-- SUPPLIED RECORDS start --

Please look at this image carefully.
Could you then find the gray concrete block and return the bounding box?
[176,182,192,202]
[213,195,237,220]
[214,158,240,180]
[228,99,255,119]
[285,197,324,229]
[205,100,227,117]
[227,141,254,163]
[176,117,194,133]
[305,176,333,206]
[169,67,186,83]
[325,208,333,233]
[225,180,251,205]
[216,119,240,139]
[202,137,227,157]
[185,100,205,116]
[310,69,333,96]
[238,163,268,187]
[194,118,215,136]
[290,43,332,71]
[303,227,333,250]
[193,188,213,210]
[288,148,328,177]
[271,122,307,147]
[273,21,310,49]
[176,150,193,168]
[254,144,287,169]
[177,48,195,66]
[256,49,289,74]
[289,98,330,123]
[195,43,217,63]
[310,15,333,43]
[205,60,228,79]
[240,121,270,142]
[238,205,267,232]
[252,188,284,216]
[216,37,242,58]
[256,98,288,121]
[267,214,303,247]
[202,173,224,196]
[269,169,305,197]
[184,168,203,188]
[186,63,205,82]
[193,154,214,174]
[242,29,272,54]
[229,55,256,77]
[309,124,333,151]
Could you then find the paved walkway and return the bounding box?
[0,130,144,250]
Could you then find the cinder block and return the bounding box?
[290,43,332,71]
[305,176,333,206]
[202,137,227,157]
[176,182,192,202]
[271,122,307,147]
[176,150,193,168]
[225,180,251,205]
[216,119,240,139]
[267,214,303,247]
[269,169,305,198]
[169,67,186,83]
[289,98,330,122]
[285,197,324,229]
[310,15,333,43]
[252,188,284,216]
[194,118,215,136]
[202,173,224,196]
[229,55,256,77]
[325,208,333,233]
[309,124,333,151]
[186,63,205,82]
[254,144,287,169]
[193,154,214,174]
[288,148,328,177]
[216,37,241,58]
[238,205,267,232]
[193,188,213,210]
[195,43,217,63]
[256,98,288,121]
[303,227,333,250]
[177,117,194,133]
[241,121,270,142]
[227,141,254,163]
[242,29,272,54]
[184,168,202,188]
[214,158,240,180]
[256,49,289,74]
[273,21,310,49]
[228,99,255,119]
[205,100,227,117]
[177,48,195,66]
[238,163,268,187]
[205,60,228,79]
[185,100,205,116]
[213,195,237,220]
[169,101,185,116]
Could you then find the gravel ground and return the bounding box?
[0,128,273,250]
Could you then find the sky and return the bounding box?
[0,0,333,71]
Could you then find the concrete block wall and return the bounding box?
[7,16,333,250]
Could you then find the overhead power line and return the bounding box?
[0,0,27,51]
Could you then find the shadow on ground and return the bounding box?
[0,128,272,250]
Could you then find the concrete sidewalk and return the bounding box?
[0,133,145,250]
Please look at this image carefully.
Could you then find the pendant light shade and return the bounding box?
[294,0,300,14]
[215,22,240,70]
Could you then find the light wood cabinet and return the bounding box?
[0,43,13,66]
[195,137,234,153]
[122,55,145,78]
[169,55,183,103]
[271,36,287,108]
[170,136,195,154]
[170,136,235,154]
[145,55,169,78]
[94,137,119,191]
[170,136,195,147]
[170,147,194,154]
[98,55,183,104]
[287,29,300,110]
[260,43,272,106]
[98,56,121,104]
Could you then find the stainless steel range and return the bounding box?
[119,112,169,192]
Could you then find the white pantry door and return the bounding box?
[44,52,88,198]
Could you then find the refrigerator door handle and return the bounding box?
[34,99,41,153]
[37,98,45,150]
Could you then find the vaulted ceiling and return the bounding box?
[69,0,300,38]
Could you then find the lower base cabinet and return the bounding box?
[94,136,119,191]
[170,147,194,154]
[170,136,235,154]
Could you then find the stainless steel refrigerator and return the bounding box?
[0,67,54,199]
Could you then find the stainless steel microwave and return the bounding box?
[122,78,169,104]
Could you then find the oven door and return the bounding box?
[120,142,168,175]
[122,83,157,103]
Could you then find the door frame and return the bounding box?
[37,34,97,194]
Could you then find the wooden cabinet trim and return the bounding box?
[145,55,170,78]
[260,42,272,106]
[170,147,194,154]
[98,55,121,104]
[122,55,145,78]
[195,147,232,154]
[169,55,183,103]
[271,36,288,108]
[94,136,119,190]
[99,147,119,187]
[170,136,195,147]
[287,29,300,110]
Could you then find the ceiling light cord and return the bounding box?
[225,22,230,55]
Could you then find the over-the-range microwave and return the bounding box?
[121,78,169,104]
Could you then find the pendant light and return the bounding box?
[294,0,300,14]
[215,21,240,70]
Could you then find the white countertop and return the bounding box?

-- SUPPLIED RECORDS end --

#### WHAT TO DO
Revise the material by replacing every occurrence of "return the bounding box" with "give its box coordinates", and reproduce all the lines with nothing else altered.

#### TASK ANSWER
Please look at this image carefully.
Could you then find the gray concrete block and give its box coordinates?
[176,182,192,202]
[213,195,237,220]
[214,158,240,180]
[228,99,255,119]
[285,197,324,229]
[205,100,227,117]
[227,141,254,163]
[176,117,194,133]
[305,176,333,206]
[169,67,186,83]
[325,208,333,233]
[225,180,251,205]
[216,119,240,139]
[202,137,227,157]
[185,100,205,116]
[310,69,333,96]
[238,163,268,187]
[194,118,215,136]
[290,43,332,71]
[303,227,333,250]
[193,188,213,210]
[288,148,328,177]
[271,122,307,147]
[273,21,310,49]
[176,150,193,168]
[254,144,287,169]
[177,48,195,66]
[256,49,289,74]
[289,98,330,123]
[195,43,217,63]
[310,15,333,43]
[205,60,228,79]
[240,121,270,142]
[238,205,267,232]
[252,188,284,216]
[216,37,242,58]
[256,98,288,121]
[267,214,303,247]
[202,173,224,196]
[269,169,305,197]
[184,168,203,188]
[186,63,205,82]
[193,154,214,174]
[242,29,272,54]
[229,55,256,77]
[309,124,333,151]
Could you then find the paved walkway and give its box coordinates?
[0,130,144,250]
Could you then find the cinder block and give its box coordinates?
[290,43,332,71]
[305,176,333,206]
[202,137,227,157]
[176,182,192,202]
[271,122,307,147]
[176,150,193,168]
[225,180,251,205]
[216,119,240,139]
[267,214,303,247]
[269,169,305,198]
[169,67,186,83]
[289,98,330,122]
[285,197,324,229]
[310,15,333,43]
[252,188,284,216]
[194,118,215,136]
[202,173,224,196]
[229,55,256,77]
[325,208,333,233]
[309,124,333,151]
[186,63,205,82]
[254,144,287,169]
[193,154,214,174]
[288,148,328,177]
[216,37,241,58]
[238,205,267,232]
[193,188,213,210]
[195,43,217,63]
[256,98,288,121]
[303,227,333,250]
[177,117,194,133]
[241,121,270,142]
[227,141,254,163]
[242,29,272,54]
[184,168,202,188]
[214,158,240,180]
[256,49,289,74]
[273,21,310,49]
[228,99,255,119]
[205,100,227,117]
[177,48,195,66]
[238,163,268,187]
[205,60,228,79]
[185,100,205,116]
[213,195,237,220]
[169,101,185,116]
Could you then find the gravel ground and give its box coordinates?
[0,128,273,250]
Could you then find the sky and give its box coordinates?
[0,0,333,71]
Could you then find the concrete block wall and give its box coordinates?
[7,16,333,250]
Could you then find the overhead power line and give its box coordinates?
[0,0,27,51]
Could you then find the shadow on ground and give its box coordinates?
[0,128,272,250]
Could you then find the concrete sidewalk and give its box coordinates?
[0,133,145,250]
Please look at this image carefully.
Could you then find the pendant light shade and give its box coordinates?
[294,0,300,14]
[215,22,240,70]
Could you then find the light wood cabinet and give its box coordinates?
[0,43,13,66]
[195,137,234,153]
[122,55,145,78]
[169,55,183,103]
[271,36,287,108]
[170,136,195,154]
[170,136,235,154]
[145,55,169,78]
[94,137,119,191]
[170,136,195,147]
[170,147,194,154]
[98,55,183,104]
[287,29,300,110]
[260,43,272,106]
[98,56,121,104]
Could you then find the stainless steel range and give its box coordinates?
[119,112,169,192]
Could you then find the white pantry door and give its box coordinates?
[44,52,88,198]
Could you then find the refrigerator door handle and give its box coordinates?
[34,99,41,153]
[37,98,45,150]
Could you then find the vaulted ceiling and give its box coordinates?
[69,0,300,38]
Could you then find the lower base cabinet and give its box coordinates?
[94,136,119,191]
[170,147,194,154]
[170,136,235,154]
Could you then find the stainless steel refrigerator and give its box coordinates?
[0,67,54,199]
Could you then find the stainless steel microwave and give its box coordinates?
[122,78,169,104]
Could you then find the oven door and give its box coordinates?
[120,142,168,175]
[122,83,157,103]
Could you then find the door frame and give its box coordinates?
[37,34,97,194]
Could you then find the wooden cabinet trim and give its box coordinates?
[145,55,170,78]
[260,42,272,106]
[170,147,194,154]
[98,55,121,104]
[122,55,145,78]
[195,147,232,154]
[169,55,183,103]
[271,36,288,108]
[94,136,119,190]
[99,147,119,187]
[170,136,195,147]
[287,29,300,110]
Could you then find the ceiling light cord and give its box coordinates?
[225,22,230,55]
Could you then find the over-the-range microwave and give its box coordinates?
[121,78,169,104]
Could you then find the pendant light and give its box coordinates?
[294,0,300,14]
[215,21,240,70]
Could you then find the white countertop and give its box coordinates?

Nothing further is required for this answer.